◆ Brief: Output each line of the items below as one string in a JSON list, leaving out any blank lines.
╭──
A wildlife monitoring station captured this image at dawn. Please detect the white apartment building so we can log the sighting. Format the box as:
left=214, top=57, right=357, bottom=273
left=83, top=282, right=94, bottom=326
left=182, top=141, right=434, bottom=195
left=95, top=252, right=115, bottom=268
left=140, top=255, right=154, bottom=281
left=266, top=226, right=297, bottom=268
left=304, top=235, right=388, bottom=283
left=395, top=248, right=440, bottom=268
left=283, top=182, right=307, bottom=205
╰──
◆ Written response:
[
  "A wildlife monitoring station captured this image at dawn. Please detect the white apartment building so we can log the sighting. Format the box as:",
  "left=214, top=57, right=357, bottom=273",
  "left=83, top=282, right=94, bottom=326",
  "left=182, top=141, right=434, bottom=195",
  "left=95, top=252, right=115, bottom=268",
  "left=140, top=255, right=154, bottom=281",
  "left=266, top=226, right=297, bottom=268",
  "left=304, top=235, right=388, bottom=283",
  "left=395, top=248, right=440, bottom=268",
  "left=283, top=182, right=307, bottom=205"
]